===== MATERIAL
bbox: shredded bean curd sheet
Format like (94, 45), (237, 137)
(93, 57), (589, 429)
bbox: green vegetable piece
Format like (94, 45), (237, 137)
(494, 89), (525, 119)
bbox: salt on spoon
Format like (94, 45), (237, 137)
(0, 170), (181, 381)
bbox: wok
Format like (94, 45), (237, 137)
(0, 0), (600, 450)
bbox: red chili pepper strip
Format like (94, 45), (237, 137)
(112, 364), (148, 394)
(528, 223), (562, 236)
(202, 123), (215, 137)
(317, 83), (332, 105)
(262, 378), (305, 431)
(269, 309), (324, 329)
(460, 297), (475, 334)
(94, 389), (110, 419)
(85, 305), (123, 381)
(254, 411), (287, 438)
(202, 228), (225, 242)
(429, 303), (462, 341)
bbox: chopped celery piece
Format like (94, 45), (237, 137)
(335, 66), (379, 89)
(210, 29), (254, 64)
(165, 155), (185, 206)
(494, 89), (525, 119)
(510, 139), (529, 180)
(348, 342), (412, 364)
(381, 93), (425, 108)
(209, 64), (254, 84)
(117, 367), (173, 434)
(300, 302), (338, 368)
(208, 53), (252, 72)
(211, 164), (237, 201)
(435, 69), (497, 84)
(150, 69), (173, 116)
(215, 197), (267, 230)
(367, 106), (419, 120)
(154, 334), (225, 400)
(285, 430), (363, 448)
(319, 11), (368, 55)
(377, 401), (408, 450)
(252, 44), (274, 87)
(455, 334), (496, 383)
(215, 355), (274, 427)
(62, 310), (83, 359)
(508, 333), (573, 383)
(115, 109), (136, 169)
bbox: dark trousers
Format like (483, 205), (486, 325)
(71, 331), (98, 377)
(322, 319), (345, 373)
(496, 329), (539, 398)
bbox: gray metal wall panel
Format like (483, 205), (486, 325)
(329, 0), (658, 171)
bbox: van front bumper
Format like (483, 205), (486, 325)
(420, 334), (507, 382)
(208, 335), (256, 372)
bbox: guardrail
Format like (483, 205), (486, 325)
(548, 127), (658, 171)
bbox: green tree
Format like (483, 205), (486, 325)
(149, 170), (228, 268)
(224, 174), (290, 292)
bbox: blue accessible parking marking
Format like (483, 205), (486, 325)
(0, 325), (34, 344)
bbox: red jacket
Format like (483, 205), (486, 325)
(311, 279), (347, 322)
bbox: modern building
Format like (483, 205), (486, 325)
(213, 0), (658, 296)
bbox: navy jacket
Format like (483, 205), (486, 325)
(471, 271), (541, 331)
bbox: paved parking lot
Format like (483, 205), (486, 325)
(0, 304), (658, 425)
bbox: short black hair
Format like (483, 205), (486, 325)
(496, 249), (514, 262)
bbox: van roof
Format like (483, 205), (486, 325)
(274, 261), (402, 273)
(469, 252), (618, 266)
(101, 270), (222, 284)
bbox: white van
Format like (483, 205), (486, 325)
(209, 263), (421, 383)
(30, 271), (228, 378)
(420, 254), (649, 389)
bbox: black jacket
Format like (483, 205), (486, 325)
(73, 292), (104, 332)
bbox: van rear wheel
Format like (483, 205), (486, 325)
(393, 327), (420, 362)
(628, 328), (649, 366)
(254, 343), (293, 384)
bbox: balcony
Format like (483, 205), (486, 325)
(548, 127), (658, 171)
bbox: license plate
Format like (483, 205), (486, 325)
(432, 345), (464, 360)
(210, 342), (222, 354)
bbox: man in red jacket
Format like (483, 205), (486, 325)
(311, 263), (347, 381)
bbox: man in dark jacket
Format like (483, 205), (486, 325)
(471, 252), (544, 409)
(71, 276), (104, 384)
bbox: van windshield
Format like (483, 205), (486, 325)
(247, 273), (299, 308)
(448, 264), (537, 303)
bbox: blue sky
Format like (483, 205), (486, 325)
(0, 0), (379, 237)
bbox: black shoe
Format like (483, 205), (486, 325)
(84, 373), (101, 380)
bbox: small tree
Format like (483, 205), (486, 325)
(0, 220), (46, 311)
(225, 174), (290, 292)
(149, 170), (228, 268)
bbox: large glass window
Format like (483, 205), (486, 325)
==========
_PROBLEM TO SOLVE_. Please copy the listing again, starting with the line with "bbox: gray metal wall panel" and going on through the line with "(71, 276), (104, 384)", with every "jacket" swapped for "coat" and nothing else altered.

_TASK OUTPUT_.
bbox: gray metal wall panel
Format like (483, 205), (486, 325)
(329, 0), (658, 171)
bbox: van front bumper
Format like (483, 205), (486, 325)
(420, 334), (507, 382)
(208, 335), (256, 372)
bbox: guardrail
Format like (483, 205), (486, 325)
(548, 127), (658, 171)
bbox: green tree
Format like (483, 205), (486, 325)
(149, 170), (228, 268)
(224, 174), (290, 292)
bbox: blue accessible parking marking
Format like (483, 205), (486, 325)
(0, 325), (34, 344)
bbox: red coat
Format like (483, 205), (486, 325)
(311, 279), (347, 322)
bbox: modern building
Format like (483, 205), (486, 325)
(213, 0), (658, 296)
bbox: navy coat
Format like (483, 205), (486, 325)
(471, 271), (541, 331)
bbox: paved parking lot
Format like (483, 205), (486, 325)
(0, 304), (658, 425)
bbox: short black hair
Format like (483, 205), (486, 325)
(496, 249), (514, 262)
bbox: van roof
Format like (483, 205), (486, 325)
(274, 261), (402, 273)
(469, 252), (618, 266)
(101, 270), (222, 284)
bbox: white van
Format like (483, 205), (486, 325)
(209, 263), (421, 383)
(30, 271), (228, 378)
(420, 254), (649, 389)
bbox: black coat
Format like (483, 205), (486, 325)
(73, 292), (104, 332)
bbox: van rear wheel
Format like (483, 205), (486, 325)
(393, 327), (420, 362)
(628, 328), (649, 366)
(254, 343), (293, 384)
bbox: balcony
Format like (483, 205), (486, 325)
(548, 127), (658, 171)
bbox: license plate
Format like (483, 205), (486, 325)
(432, 345), (464, 360)
(210, 342), (222, 354)
bbox: man in red coat
Format like (483, 205), (486, 325)
(311, 263), (347, 381)
bbox: man in dark coat
Format like (483, 205), (486, 325)
(471, 252), (544, 409)
(71, 276), (104, 384)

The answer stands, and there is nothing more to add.